▸ **Document**

A substantial amount of the research related to culture and business ethics has been done by Geert Hofstede himself or by others using one or more of his cultural dimensions of cultures, that is, the concepts of power–distance, individualism versus collectivism, uncertainty avoidance, long-term versus short term orientation, and masculinity–femininity. These have been particular to different cultures. Such studies include ethical attitudes of business managers in India, Korea, and the United States, the effects of Hofstede’s typologies on ethical decision making and on sales force performance, and many more.17

Integrity and Ethical Standards in the Workplace

Even though the issue of ethics has been discussed for centuries, it is only during the past couple of decades that the topic has come to prominence in business literature. Ethics theorists divide the field of ethics into three general categories: metaethics, normative ethics, and applied ethics. Applied ethics has become a staple of business education. The two other categories of ethics—metaethics, which ponders the likely sources of our ethical principles and their meaning, and normative ethics, which deals with the more practical task of attempting to arrive at moral standards that regulate right and wrong conduct—have largely been left underexplored by business researchers.18

Many organizations, public and private, suffer from a serious decline in integrity and ethical standards. According to Newman and Fuqua these declines are related to increased aggression and violence in the workplace, which are occurring with increased frequency.19 Universities and colleges that fail to uphold high integrity and ethical standards in teaching, and that fail to ensure policies and procedures are also followed (as well as displayed and approved), in practice, may encounter the same problems.

Ethics Rationalizations and Managerial Positions in Workplace

Ethics rationalizations are a problem for those in managerial positions. In order to understand this problem, as part of education and training, or as an actual issue in the workplace, a situation and an explanation of its conditions are needed, such as this one:

Adopted from Gentile:20

“Jonathan has a new job. Just promoted from the accounting group at headquarters, he is now the controller for a regional sales unit of a consumer electronics company. He is excited about this step up and wants to build a good relationship with his new team. However, when the quarterly numbers come due, he realizes that the next quarter’s sales are being reported early to boost bonus compensation. The group manager’s silence suggests that this sort of thing has probably happened before. Having dealt with such distortion before, Jonathan is fully aware of its potential to cause major damage. But this is his first time working with people who are creating the problem instead of those who are trying to fix it. This may seem like a mundane accounting matter. But the consequences—in terms of carrying costs, distorted forecasting, compromised ethical culture and even legal ramifications—are very serious. And except in only the most extraordinarily well-run corporations, this kind of situation can arise easily. All managers should know how to respond constructively. Indeed, learning to do so is a key piece of their professional development. Senior managers must be able to change the cultural norms that give rise to bad judgment in the first place.”

These challenges will arise frequently in modern organizations, and without proper integrity in organizational management, they can turn into company liabilities and long term problems.

Use of Case Studies in Integrity and Ethics Education and Training

The use of case studies is an established method of instructing integrity and anticorruption prevention. Case studies can either be textual or in video form. Experience has demonstrated that video learning materials are generally more effective. Regardless of the case study format, a review of the elements of the case study should be followed by employees’ discussion and role-playing scenarios moderated by the instructor. Prepared material with suitable questions and presentations by groups of employees, with an integrity and anticorruption trainer acting as a facilitator of learning, may help in organizational context competences acquisition and integrity/anticorruption skills learning. The innovative methods of synchronous knowledge could be a good means of bringing more interaction into organizational managerial integrity training and competence acquisition, by increasing discussion and participation and by making learning integrity more interactive while educating workers and managers in an organizational context.

▸ **Work to complete**
1) In the workplace ethics text, what job does Jonathan hold after his promotion?
2) Sum up the workplace ethics text in three sentences.
The rows that come next have nothing to do with the workplace ethics text.

▸ **Data records**
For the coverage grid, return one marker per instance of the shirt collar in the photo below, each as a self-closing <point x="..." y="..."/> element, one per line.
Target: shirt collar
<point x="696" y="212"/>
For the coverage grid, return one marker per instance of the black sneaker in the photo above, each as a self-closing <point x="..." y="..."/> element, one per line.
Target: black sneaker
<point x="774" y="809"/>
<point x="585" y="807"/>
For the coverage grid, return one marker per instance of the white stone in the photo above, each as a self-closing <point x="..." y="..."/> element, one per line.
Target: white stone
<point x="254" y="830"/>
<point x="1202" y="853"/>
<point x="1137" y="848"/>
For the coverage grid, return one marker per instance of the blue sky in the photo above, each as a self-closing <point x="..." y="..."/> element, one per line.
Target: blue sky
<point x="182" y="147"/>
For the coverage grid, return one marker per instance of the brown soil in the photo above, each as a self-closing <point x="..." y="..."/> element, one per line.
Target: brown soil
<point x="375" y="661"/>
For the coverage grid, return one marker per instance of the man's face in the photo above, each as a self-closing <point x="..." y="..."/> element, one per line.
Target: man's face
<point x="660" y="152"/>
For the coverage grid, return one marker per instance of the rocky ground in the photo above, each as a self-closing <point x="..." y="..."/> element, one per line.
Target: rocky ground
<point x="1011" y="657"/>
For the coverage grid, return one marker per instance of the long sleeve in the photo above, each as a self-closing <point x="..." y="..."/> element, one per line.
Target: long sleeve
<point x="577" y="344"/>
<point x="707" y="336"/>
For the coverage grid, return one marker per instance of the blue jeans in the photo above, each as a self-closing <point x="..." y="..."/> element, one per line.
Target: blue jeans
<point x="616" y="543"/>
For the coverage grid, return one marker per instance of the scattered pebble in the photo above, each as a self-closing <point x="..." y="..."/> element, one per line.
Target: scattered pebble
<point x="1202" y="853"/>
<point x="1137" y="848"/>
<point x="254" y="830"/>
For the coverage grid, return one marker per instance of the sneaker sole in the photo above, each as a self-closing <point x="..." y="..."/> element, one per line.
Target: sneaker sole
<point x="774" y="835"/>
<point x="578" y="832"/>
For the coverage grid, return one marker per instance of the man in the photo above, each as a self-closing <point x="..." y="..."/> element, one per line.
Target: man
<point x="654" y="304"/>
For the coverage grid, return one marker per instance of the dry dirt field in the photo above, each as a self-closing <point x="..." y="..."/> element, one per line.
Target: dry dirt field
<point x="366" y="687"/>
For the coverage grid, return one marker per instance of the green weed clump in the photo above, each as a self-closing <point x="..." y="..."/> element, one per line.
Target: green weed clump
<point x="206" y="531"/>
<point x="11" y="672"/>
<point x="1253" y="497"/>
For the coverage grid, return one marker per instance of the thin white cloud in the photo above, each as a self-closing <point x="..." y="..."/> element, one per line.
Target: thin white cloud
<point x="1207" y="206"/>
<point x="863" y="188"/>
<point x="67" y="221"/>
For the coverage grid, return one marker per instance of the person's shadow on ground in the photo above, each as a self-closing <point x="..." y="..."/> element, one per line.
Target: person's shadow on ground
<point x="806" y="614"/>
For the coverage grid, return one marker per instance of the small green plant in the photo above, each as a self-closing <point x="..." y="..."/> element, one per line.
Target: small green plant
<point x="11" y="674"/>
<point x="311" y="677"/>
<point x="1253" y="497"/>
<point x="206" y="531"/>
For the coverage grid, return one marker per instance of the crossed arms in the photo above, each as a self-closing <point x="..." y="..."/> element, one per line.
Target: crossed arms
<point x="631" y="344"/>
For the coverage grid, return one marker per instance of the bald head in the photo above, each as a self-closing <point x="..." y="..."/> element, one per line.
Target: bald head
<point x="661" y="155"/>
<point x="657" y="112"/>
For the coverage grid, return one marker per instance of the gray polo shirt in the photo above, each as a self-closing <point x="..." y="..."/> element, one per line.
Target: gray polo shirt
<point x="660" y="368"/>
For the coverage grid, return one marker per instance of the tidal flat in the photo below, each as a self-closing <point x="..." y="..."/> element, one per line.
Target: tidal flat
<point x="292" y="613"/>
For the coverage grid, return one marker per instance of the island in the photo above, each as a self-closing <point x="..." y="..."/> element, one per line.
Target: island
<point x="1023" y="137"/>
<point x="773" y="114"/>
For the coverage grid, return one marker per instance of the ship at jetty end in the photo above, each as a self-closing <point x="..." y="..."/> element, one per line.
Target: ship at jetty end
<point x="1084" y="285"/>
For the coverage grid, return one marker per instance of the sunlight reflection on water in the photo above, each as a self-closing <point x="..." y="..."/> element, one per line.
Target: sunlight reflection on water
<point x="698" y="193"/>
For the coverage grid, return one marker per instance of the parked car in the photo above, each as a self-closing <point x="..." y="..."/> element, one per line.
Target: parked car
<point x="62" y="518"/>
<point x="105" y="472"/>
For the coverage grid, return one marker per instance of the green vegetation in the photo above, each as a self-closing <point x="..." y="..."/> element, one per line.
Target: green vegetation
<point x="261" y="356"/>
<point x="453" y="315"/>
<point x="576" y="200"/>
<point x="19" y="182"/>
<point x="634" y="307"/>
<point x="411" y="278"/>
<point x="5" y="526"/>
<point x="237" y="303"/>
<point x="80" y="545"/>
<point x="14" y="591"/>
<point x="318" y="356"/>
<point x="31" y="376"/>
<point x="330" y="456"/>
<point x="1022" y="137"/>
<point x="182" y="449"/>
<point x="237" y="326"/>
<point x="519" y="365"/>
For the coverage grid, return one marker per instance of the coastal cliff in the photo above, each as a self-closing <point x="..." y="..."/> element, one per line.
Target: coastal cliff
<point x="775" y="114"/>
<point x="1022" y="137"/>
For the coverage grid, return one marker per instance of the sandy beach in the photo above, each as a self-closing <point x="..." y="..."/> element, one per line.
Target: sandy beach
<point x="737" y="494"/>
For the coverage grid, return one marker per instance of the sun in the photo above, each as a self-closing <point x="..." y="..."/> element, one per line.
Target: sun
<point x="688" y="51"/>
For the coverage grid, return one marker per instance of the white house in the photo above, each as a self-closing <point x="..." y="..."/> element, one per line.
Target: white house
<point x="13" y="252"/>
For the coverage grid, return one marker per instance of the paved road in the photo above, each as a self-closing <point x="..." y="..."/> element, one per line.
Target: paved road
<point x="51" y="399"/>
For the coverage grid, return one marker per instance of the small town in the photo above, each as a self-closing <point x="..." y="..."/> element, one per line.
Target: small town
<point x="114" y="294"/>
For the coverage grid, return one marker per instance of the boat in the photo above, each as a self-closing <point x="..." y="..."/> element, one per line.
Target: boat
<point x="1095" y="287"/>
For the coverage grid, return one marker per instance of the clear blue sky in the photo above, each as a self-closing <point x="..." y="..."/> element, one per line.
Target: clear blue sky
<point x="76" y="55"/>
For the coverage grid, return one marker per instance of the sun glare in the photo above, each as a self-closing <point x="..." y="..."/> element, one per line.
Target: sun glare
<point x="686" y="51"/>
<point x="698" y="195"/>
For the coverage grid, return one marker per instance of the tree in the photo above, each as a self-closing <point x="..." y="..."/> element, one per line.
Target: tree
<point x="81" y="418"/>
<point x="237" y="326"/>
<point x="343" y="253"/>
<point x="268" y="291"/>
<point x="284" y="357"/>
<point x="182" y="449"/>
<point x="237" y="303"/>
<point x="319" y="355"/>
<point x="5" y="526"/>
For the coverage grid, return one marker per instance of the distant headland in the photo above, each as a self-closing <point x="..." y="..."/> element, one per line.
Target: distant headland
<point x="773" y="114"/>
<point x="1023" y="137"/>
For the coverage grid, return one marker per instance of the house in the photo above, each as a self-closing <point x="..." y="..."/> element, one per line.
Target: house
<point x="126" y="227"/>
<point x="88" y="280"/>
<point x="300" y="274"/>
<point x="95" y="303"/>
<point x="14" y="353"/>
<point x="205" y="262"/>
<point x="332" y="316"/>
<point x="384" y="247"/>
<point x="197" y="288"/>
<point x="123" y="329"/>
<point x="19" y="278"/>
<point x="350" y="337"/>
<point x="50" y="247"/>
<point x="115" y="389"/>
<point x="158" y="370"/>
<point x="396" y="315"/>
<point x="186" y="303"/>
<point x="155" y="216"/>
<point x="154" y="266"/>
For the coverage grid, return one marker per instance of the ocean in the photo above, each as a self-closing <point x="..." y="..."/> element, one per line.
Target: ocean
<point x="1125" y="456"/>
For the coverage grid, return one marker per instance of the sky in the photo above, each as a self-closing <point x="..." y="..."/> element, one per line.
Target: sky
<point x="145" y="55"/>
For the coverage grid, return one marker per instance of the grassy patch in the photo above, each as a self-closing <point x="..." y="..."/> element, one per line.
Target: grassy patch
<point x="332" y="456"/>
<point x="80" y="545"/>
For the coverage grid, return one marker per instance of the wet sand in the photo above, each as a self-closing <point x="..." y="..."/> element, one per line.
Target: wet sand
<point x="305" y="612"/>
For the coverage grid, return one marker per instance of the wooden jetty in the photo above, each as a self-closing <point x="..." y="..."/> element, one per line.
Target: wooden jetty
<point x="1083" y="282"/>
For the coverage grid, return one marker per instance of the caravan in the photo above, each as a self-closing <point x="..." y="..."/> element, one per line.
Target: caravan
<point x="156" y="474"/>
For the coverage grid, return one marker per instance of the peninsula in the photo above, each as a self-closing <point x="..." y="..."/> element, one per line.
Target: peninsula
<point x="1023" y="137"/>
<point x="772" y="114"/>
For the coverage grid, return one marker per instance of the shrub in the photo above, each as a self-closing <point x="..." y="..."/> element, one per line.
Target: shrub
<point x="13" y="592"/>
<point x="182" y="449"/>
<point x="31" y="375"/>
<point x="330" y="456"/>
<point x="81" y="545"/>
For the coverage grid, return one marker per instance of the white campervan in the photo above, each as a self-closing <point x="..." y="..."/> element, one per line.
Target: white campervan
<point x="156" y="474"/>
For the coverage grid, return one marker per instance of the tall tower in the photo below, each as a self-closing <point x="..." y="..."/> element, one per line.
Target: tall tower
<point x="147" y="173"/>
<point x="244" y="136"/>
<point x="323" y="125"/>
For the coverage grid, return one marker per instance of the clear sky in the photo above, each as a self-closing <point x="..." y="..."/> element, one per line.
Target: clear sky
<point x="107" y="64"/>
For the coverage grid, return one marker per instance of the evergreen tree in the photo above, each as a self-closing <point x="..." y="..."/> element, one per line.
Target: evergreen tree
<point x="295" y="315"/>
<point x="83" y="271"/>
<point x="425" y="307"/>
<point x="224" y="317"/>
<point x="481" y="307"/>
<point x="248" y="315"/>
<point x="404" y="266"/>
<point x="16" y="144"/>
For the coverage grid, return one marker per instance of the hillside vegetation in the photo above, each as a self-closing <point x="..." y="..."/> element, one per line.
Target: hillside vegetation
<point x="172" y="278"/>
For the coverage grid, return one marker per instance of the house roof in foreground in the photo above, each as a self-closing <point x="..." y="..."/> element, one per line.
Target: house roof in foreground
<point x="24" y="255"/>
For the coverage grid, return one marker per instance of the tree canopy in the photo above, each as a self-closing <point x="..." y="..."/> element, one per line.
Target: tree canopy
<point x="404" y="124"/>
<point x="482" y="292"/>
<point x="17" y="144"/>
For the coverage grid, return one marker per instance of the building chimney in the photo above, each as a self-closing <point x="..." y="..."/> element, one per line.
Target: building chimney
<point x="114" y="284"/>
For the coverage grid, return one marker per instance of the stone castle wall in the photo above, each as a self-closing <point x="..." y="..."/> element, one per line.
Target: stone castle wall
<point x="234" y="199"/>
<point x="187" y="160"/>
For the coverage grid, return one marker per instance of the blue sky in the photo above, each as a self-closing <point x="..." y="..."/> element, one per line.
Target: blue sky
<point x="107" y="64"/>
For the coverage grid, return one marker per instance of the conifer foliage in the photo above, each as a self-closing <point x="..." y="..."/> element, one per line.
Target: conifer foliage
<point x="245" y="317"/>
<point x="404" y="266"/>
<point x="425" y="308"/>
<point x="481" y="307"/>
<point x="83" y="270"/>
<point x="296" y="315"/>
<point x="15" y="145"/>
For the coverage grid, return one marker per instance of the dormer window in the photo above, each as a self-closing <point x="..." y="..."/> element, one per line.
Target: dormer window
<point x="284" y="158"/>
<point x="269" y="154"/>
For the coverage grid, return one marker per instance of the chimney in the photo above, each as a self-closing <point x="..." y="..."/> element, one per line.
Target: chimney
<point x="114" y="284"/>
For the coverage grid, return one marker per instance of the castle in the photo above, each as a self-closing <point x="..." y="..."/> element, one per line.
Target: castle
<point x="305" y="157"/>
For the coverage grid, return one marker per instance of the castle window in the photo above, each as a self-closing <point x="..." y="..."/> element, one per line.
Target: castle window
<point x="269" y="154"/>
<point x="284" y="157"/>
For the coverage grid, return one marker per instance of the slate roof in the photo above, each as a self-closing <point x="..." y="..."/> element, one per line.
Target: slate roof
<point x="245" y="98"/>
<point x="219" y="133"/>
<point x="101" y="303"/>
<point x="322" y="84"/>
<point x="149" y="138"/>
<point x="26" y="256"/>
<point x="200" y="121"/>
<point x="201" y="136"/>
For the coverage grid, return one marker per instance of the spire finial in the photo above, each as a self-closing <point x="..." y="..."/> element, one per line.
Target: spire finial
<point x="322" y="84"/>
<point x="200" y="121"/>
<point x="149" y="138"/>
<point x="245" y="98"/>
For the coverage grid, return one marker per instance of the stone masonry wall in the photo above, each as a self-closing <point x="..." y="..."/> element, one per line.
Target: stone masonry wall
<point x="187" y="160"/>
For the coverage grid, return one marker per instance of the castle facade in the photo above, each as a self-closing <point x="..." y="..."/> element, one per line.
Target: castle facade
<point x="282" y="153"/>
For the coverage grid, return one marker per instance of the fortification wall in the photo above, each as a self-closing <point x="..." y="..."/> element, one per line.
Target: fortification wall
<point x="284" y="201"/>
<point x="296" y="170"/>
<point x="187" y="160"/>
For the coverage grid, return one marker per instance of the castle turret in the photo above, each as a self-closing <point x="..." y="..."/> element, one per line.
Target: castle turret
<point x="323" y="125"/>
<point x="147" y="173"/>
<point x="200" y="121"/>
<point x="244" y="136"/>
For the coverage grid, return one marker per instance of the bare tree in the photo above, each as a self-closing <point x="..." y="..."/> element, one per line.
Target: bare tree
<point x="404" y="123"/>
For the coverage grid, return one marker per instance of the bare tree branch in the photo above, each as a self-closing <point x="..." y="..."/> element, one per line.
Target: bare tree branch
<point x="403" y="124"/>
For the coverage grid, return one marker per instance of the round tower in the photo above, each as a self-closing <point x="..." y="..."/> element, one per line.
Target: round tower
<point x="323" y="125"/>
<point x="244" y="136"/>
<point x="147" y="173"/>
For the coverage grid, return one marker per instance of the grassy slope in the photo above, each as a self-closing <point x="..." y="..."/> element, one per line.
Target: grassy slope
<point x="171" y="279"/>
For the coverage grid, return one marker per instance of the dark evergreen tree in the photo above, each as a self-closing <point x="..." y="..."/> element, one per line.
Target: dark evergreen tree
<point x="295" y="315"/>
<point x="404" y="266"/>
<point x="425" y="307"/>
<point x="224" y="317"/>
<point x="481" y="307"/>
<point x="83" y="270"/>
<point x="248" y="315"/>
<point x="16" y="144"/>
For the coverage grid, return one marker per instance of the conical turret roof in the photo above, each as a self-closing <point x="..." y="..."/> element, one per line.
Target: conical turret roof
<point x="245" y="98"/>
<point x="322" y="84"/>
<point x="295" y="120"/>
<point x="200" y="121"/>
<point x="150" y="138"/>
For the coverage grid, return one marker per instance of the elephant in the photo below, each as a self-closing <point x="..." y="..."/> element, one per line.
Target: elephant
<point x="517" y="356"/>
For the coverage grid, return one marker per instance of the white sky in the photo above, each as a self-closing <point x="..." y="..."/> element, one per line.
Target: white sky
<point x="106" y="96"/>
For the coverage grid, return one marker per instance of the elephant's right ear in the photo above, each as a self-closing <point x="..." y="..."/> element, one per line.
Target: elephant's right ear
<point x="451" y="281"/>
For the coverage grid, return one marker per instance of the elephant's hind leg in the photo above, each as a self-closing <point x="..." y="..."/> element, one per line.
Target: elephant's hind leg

▸ **Replies**
1) He is the controller for a regional sales unit of a consumer electronics company.

2) Applied ethics has become a staple of business education, while business researchers have largely left metaethics and normative ethics underexplored. Many organizations suffer a serious decline in integrity and ethical standards, which is linked to rising aggression and violence in the workplace. To show how managers face ethics rationalizations, the text gives the case of a new controller who finds next quarter's sales being reported early to boost bonuses, and it presents case studies as an established way to teach integrity, with video ones generally more effective and best followed by discussion and role-playing.